%%

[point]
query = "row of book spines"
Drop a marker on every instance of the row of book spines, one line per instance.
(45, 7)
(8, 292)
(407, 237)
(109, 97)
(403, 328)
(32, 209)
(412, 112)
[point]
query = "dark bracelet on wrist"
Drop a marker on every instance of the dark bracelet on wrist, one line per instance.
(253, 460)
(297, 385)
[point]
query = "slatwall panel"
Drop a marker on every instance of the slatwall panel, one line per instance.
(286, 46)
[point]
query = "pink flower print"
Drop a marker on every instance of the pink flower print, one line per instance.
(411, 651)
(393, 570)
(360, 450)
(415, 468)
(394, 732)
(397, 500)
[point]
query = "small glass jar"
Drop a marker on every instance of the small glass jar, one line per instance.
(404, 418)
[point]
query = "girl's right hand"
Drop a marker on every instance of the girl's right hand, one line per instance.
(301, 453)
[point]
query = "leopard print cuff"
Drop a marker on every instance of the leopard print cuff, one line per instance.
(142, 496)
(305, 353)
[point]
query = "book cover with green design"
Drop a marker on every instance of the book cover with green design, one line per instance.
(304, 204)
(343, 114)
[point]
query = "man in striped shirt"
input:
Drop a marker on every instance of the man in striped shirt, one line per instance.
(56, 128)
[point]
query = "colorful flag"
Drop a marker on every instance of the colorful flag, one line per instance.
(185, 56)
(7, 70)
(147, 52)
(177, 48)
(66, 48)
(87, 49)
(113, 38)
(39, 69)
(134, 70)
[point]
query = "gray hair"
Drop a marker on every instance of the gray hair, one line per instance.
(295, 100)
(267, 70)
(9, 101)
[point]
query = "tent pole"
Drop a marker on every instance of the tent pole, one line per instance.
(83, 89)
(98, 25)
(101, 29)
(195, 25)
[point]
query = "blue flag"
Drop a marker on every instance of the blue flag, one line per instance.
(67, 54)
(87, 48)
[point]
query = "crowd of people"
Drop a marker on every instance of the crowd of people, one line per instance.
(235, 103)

%%

**Set problem**. The entries above must be returned in full, exactly as shown.

**Output for this task**.
[point]
query = "row of book spines"
Drop a marker on every instance of the row of book spines, one line per instance.
(45, 7)
(8, 292)
(407, 237)
(109, 97)
(403, 328)
(32, 209)
(412, 112)
[point]
query = "dark bracelet on wrist"
Drop a marker on every instance of the dark bracelet on wrist, one line per instance.
(253, 460)
(297, 385)
[point]
query = "slatwall panel"
Drop a marker on every instance of the slatwall panel, one line per instance.
(286, 46)
[point]
query = "pink flower print"
Drop a marker on every instance of the pink flower print, one line per instance.
(411, 651)
(393, 570)
(360, 450)
(415, 468)
(394, 732)
(397, 500)
[point]
query = "small glass jar"
Drop a marker on every instance of the small glass jar, one line per instance.
(404, 418)
[point]
query = "girl's right hand"
Drop a marker on every instance of the girl's right hand, one line per instance.
(301, 453)
[point]
query = "leopard print cuff"
Drop a marker on every instance of the leopard print cuff, one line per instance.
(142, 496)
(305, 353)
[point]
query = "book cover with green design"
Drop a marker on every instance of the book cover with green design, one line per instance.
(304, 204)
(343, 114)
[point]
query = "man in striped shirt"
input:
Drop a marker on every instance of the man in striped shirt, one line per instance.
(56, 128)
[point]
query = "colorful flag"
Drop a marker on every instance of the colorful flag, one line per instance.
(185, 56)
(7, 70)
(147, 52)
(177, 48)
(66, 48)
(87, 49)
(113, 38)
(39, 69)
(134, 70)
[point]
query = "gray hair"
Drop a marker on every instance of the gray hair, one line per instance.
(295, 100)
(267, 70)
(9, 101)
[point]
query = "tent pole"
Drop a marker on every instance of the tent pole, one line per instance.
(83, 89)
(98, 25)
(101, 29)
(195, 25)
[point]
query = "blue flag"
Drop a marker on every instance of the blue flag, one line per instance.
(67, 54)
(87, 48)
[point]
query = "crowd of people"
Drop a marker on every instance of the crowd of people, one line per instance.
(235, 103)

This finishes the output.